To do - Copy the material below word for word, leaving out the pictures.

— start —

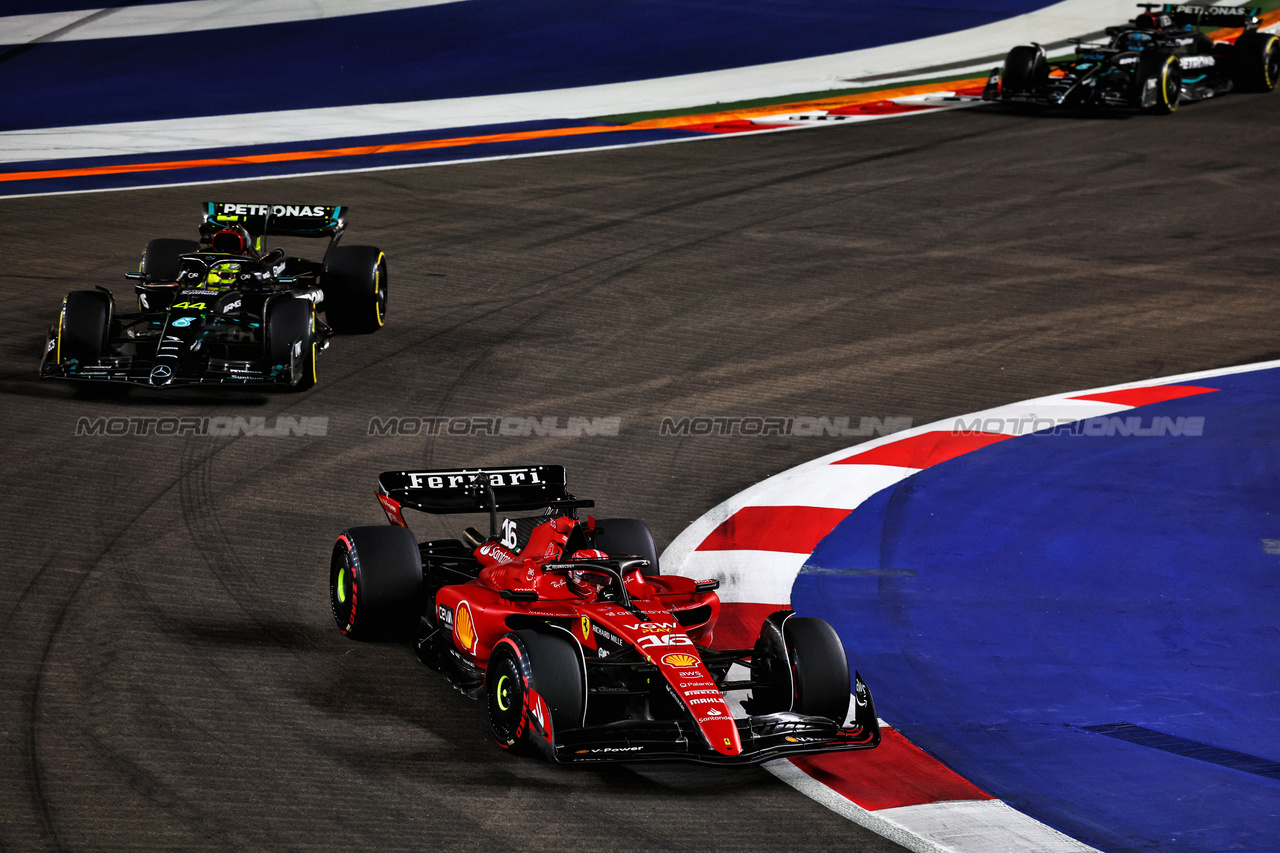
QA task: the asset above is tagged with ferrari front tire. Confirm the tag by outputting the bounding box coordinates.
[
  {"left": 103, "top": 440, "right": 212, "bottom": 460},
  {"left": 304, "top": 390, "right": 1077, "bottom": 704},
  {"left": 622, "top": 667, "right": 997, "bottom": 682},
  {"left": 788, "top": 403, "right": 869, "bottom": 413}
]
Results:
[
  {"left": 748, "top": 611, "right": 850, "bottom": 725},
  {"left": 484, "top": 630, "right": 586, "bottom": 757},
  {"left": 783, "top": 616, "right": 849, "bottom": 724},
  {"left": 329, "top": 526, "right": 422, "bottom": 639}
]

— end —

Correct answer -
QA task: the asset above is tagged with ferrari front tire. Confirm the tag by outputting the bounding box coordinates.
[
  {"left": 103, "top": 440, "right": 212, "bottom": 460},
  {"left": 304, "top": 390, "right": 1077, "bottom": 704},
  {"left": 622, "top": 667, "right": 997, "bottom": 682},
  {"left": 788, "top": 403, "right": 869, "bottom": 413}
]
Results:
[
  {"left": 748, "top": 611, "right": 850, "bottom": 725},
  {"left": 484, "top": 630, "right": 586, "bottom": 757},
  {"left": 783, "top": 616, "right": 849, "bottom": 724},
  {"left": 329, "top": 526, "right": 422, "bottom": 639}
]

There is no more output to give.